=== Data supplied ===

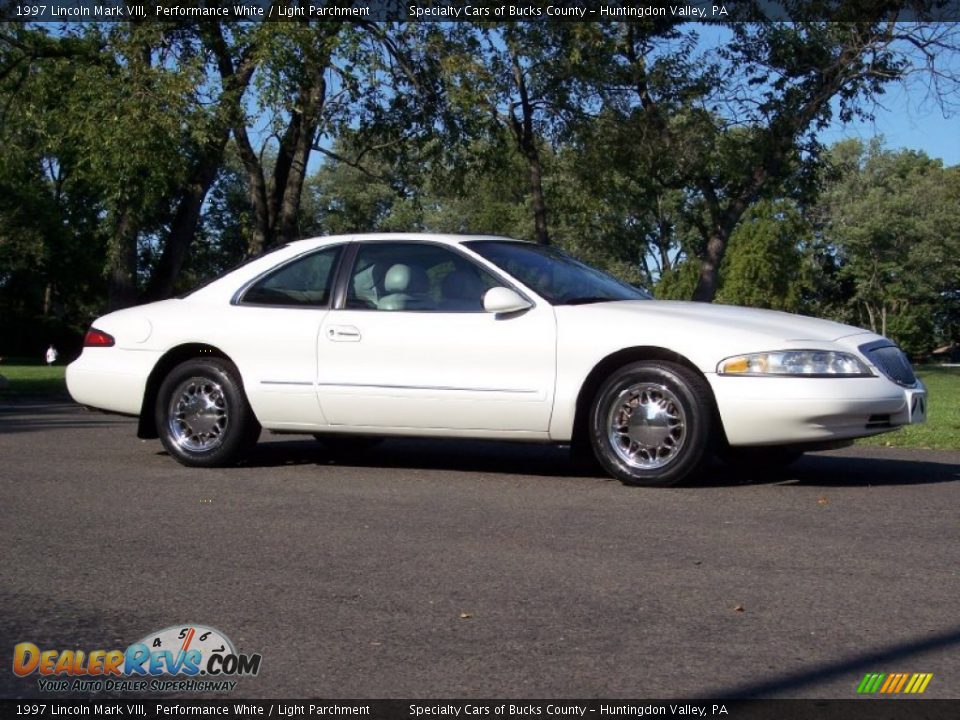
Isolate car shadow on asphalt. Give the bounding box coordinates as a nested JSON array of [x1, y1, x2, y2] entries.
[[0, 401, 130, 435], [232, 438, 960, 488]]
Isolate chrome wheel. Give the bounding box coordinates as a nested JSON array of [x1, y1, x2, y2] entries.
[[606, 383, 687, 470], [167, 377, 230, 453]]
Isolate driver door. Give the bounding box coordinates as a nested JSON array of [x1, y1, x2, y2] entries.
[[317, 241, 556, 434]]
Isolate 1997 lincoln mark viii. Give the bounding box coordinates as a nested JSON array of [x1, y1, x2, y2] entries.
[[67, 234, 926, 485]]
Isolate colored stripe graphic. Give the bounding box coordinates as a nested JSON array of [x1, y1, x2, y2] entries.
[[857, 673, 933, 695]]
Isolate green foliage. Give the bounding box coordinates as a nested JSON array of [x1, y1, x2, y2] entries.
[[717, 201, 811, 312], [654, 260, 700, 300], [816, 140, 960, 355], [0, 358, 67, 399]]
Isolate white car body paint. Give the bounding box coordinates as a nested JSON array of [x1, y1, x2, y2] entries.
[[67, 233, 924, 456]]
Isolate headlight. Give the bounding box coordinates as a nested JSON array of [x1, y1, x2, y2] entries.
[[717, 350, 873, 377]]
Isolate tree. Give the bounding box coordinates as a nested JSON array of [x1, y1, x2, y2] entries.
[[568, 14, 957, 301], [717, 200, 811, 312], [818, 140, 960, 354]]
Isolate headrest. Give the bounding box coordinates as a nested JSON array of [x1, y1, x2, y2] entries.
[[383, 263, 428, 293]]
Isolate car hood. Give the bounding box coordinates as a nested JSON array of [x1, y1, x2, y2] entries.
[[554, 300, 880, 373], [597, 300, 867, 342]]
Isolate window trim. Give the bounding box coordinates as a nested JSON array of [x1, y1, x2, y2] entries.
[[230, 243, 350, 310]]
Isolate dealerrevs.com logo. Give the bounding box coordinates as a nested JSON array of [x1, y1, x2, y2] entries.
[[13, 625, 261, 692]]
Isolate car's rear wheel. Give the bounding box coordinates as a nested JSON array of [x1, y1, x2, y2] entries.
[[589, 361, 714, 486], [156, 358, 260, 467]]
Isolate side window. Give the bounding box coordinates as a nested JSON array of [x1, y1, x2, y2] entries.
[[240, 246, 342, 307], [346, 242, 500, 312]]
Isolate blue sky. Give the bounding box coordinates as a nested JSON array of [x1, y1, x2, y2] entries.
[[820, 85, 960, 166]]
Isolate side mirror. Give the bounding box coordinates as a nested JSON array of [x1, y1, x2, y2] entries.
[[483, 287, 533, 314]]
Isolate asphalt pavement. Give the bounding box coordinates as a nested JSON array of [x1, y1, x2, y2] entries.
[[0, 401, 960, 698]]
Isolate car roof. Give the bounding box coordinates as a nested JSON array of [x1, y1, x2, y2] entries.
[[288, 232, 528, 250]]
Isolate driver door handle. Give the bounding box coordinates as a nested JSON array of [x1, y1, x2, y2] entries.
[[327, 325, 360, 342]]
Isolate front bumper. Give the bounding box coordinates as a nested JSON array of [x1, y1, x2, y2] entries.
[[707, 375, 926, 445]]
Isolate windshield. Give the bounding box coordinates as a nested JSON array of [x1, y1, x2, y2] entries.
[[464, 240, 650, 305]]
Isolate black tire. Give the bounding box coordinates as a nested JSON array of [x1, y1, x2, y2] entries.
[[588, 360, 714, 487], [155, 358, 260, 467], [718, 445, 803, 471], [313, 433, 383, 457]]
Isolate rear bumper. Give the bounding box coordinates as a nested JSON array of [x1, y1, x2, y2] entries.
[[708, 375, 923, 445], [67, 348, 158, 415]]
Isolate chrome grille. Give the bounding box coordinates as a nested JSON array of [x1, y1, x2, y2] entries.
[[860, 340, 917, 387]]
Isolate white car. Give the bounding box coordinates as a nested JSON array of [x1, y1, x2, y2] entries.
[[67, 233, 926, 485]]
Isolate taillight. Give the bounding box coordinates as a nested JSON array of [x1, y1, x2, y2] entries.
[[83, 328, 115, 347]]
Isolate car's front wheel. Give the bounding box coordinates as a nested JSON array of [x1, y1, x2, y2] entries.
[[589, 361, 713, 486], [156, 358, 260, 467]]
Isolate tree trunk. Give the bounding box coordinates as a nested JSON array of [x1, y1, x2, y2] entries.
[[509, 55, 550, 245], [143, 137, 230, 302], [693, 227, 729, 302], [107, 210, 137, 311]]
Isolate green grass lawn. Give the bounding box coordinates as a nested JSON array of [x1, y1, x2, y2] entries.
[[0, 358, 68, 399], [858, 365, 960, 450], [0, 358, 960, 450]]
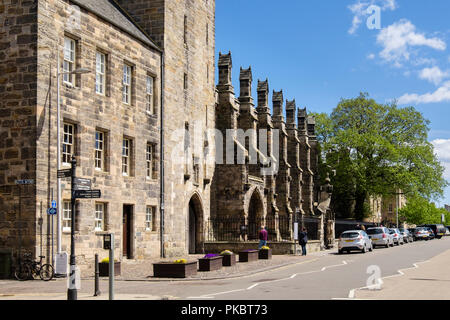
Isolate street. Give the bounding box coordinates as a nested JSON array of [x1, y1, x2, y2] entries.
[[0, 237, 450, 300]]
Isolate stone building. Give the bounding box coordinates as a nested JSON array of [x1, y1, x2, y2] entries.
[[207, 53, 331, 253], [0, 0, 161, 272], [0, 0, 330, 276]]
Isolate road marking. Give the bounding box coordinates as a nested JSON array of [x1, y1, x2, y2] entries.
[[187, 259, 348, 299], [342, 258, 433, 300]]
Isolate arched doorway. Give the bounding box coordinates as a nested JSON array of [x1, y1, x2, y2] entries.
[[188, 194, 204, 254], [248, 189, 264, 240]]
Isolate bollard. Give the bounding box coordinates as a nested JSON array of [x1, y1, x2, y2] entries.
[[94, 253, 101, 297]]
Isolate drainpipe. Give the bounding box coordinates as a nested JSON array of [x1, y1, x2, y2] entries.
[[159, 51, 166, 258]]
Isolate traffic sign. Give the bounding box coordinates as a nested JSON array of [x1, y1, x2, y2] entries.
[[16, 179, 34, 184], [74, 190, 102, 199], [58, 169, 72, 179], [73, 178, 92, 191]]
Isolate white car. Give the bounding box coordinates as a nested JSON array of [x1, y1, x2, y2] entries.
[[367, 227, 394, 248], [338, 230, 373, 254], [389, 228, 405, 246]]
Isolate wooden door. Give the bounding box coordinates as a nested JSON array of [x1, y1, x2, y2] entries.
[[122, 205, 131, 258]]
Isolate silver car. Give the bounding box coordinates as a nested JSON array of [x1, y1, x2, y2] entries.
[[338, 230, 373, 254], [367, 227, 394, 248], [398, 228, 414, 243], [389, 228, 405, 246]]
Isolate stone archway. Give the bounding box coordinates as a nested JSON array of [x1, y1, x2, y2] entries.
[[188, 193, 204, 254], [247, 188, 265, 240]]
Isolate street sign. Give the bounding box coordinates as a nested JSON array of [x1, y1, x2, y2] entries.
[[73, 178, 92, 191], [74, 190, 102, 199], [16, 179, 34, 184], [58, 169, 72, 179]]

===

**What to work on**
Update these lines by replacing "Isolate" with "Outline" throughout, leaving everything else unchanged and omitting the pictures from the result.

**Response**
Outline car shadow on asphalt. Give the bounding box coordinates as a nested JSON array of [x1, y1, x2, y2] entries.
[[0, 401, 130, 435], [232, 438, 960, 488]]
Outline chrome wheel. Give the bounding box coordinates as a nested JSON array of [x1, y1, x2, y2] entries.
[[606, 383, 687, 470], [167, 377, 230, 453]]
Outline driver door. Give the bounding box coordinates as a nested JSON array of [x1, y1, x2, y2] entries.
[[317, 241, 556, 434]]
Outline 1997 lincoln mark viii. Give the bounding box coordinates as a nested JSON array of [x1, y1, x2, y2] entries.
[[67, 234, 926, 485]]
Outline colored stripe graphic. Give the bounding box coordinates as a nested JSON array of [x1, y1, x2, y2] entries.
[[857, 673, 933, 695]]
Outline green foliage. Give the bounding box coordinates as a nested JSON array of [x1, y1, x2, y2] entries.
[[717, 201, 811, 312], [654, 260, 700, 300], [816, 140, 960, 355], [0, 358, 67, 399]]
Outline white car body paint. Give the bounding box coordinates as a nested JSON array of [x1, y1, x2, y2] entries.
[[67, 233, 924, 456]]
Outline headlight. Give the bounding box coordinates as a nested JSON array of [x1, y1, x2, y2] entries.
[[717, 350, 873, 377]]
Outline tree. Give the bounding box coordinates as a nested JSON array of [x1, y1, x2, y2] entries.
[[568, 14, 957, 301], [717, 200, 811, 312], [818, 140, 960, 354]]
Outline headrest. Give the bounding box coordinates as a nested JSON array of [x1, y1, x2, y2] entries.
[[383, 263, 428, 293]]
Outline car hood. Give the bounding box coordinates as a nested JSON array of [x1, y1, x2, y2] entries.
[[554, 300, 880, 373], [597, 300, 867, 342]]
Outline window trim. Give the bounding box coordinates as a nested JSON array of [x1, y1, x2, y2] entries.
[[230, 243, 350, 310]]
Outline dealerrevs.com logo. Give the bounding box coordinates as a nested JSON array of [x1, y1, x2, y2] entries.
[[13, 625, 261, 692]]
Outline car's rear wheel. Give the bounding box coordinates as a nested JSON array of [x1, y1, x2, y2] entries.
[[589, 361, 714, 486], [156, 358, 260, 467]]
Outline side window. Give the bounding box coordinates as a nested JSON array of [x1, y1, x2, y2] entries.
[[240, 246, 342, 307], [346, 242, 500, 312]]
Outline blue sky. Give the bounding box coordinates as a nested JSON array of [x1, y1, x2, y2] entries.
[[820, 85, 960, 166]]
Outline side mirror. Give the bounding box coordinates as a nested JSON array of [x1, y1, x2, y2] entries.
[[483, 287, 533, 314]]
Outline asphalt pavement. Give the bounding box coordinates as a nested JSON array of [x1, y1, x2, y2] entries.
[[0, 401, 960, 698]]
Outline car roof. Give the bounding box coordinates as a nested JSON array of [x1, y1, x2, y2] entries.
[[288, 232, 528, 250]]
Outline driver door handle. Give the bounding box coordinates as a nested JSON array of [x1, y1, x2, y2] entries.
[[327, 325, 360, 342]]
Outline front bumper. Give the bounding box coordinates as a nested JSON array of [x1, y1, x2, y2] entries.
[[707, 375, 926, 445]]
Outline windshield. Give the bounding box coordinates as a nested JSON array of [x1, y1, x2, y2] entries.
[[464, 240, 650, 305]]
Outline black tire. Give the bounding box coordinates as a nested JSON array of [x1, y1, x2, y2] entries.
[[588, 360, 714, 487], [155, 358, 260, 467], [718, 445, 803, 471], [313, 433, 383, 457]]
Outline rear bumper. Give the bounding box coordinates as a nested JSON array of [x1, y1, x2, y2] entries.
[[708, 375, 923, 445], [67, 348, 158, 415]]
Outline chrome grille. Give the bounding box coordinates as a nested JSON array of [x1, y1, x2, y2] entries.
[[860, 340, 917, 387]]
Outline white car. Give the bounding box coordinates as a nested JSON array of [x1, y1, x2, y2] entries.
[[67, 233, 926, 485]]
Outline taillight. Give the bounding box coordinates as a nested JSON array of [x1, y1, x2, y2] entries.
[[83, 328, 115, 347]]
Outline car's front wheel. Give the bounding box coordinates as a nested JSON array of [x1, y1, x2, y2] entries.
[[589, 361, 713, 486], [156, 358, 260, 467]]
Outline tree trunk. Give the bounding box coordinates as a nested JSON array of [x1, y1, x2, y2] entries.
[[509, 55, 550, 245], [143, 137, 230, 302], [693, 227, 729, 302], [107, 210, 137, 311]]
Outline green grass lawn. Give the bounding box coordinates as a nested JSON array of [x1, y1, x2, y2] entries.
[[0, 358, 68, 399], [858, 365, 960, 450], [0, 358, 960, 450]]
Outline street. Give the bounding box coordinates as a nested JSON array of [x1, y1, x2, y2] entries.
[[0, 237, 450, 300]]
Outline stone building. Give the bounding box coordinates as a nested JSON array of [x1, y1, x2, y2] entries.
[[207, 53, 331, 253], [0, 0, 161, 272], [0, 0, 330, 276]]
Outline road marking. Give the bounding box coordinates as a nested JSON array of [x1, y1, x2, y2] entries.
[[187, 259, 348, 299], [342, 258, 433, 300]]
Outline arched doorway. Give the bounding box coordinates as a nested JSON array of [x1, y1, x2, y2] entries.
[[188, 194, 204, 254], [248, 189, 264, 240]]
Outline bollard. Give the bounding box coordinates as a nested JSON array of [x1, y1, x2, y2] entries.
[[94, 253, 101, 297]]
Outline drainpipe. Give the bounding box coordinates as a nested JSON array of [x1, y1, x2, y2] entries.
[[159, 51, 166, 258]]
Outline traffic sign. Give the bounding box coordinates as a nested JSON array of [x1, y1, x2, y2] entries.
[[16, 179, 34, 184], [74, 190, 102, 199], [58, 169, 72, 179], [73, 178, 92, 191]]
Outline white car. Give the bounding box coordinates as a nested JSON array of [x1, y1, x2, y2] entries.
[[367, 227, 394, 248], [338, 230, 373, 254], [389, 228, 405, 246]]
Outline wooden door. Give the bounding box coordinates as a nested JSON array of [x1, y1, x2, y2] entries.
[[122, 205, 131, 258]]
Outline silver car. Give the bounding box coordinates as a nested JSON array of [x1, y1, x2, y2] entries.
[[338, 230, 373, 254], [367, 227, 394, 248], [398, 228, 414, 243], [389, 228, 405, 246]]
Outline stone archway. Give the bounding box coordinates as a nested JSON array of [x1, y1, x2, y2] entries.
[[188, 193, 204, 254], [247, 188, 265, 240]]
Outline street sign. Give the bounding box coordinates as a nested JSON array of [x1, y1, x2, y2] entries.
[[73, 178, 92, 191], [74, 190, 102, 199], [16, 179, 34, 184], [58, 169, 72, 179]]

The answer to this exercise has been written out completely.